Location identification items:
──────

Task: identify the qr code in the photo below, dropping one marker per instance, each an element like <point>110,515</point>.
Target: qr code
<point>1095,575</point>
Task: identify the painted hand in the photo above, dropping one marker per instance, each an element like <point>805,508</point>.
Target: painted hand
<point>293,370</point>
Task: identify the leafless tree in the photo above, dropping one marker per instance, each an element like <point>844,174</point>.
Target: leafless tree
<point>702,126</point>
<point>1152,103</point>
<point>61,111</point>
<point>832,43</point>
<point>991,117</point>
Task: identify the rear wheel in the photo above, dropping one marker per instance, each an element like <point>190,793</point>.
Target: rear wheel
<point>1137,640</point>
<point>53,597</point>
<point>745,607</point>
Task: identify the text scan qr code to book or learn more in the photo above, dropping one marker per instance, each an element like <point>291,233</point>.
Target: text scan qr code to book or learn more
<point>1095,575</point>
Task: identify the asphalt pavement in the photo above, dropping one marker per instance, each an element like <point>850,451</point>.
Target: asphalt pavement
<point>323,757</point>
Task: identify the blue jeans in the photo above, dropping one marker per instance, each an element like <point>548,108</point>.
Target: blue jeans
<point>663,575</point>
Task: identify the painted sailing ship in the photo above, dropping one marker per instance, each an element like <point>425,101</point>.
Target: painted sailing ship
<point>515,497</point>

──────

YOUR OBJECTIVE =>
Reproduce these lines exactly, covering every record.

FINISHED EXERCISE =>
Task: identify the qr code in the photo below, dropping one marker per instance, each an element like <point>110,515</point>.
Target: qr code
<point>1095,575</point>
Task: identify the painted hand in the photo above, dropping one marker per instance, each an element like <point>805,508</point>.
Target: painted hand
<point>293,370</point>
Task: identify the leafless tree in the photo above, dropping one marker per instance, each an element like <point>844,174</point>.
Target: leafless tree
<point>702,126</point>
<point>1152,103</point>
<point>61,111</point>
<point>832,43</point>
<point>991,117</point>
Task: identify the rear wheel in the photo above, dropping one marker per instance, each an element like <point>190,793</point>.
Target: rear wheel
<point>1137,640</point>
<point>53,597</point>
<point>745,607</point>
Task: identify the text scan qr code to book or learn more in the photo above, dropping one marker per instance, each an element like <point>291,233</point>.
Target: text scan qr code to book or learn more
<point>1095,575</point>
Task: identify the asphalt pavement in the photo above, dropping one marker per instance, each an element like <point>850,451</point>.
Target: asphalt pavement
<point>323,757</point>
Task: identify the blue jeans in the photo above, dropping one marker per instance, each an element like <point>548,108</point>.
Target: blue jeans
<point>663,575</point>
Task: identify the painted sailing ship in the photo above, dropping one marker per instance, each an element like <point>425,101</point>.
Target: painted sailing ship
<point>515,497</point>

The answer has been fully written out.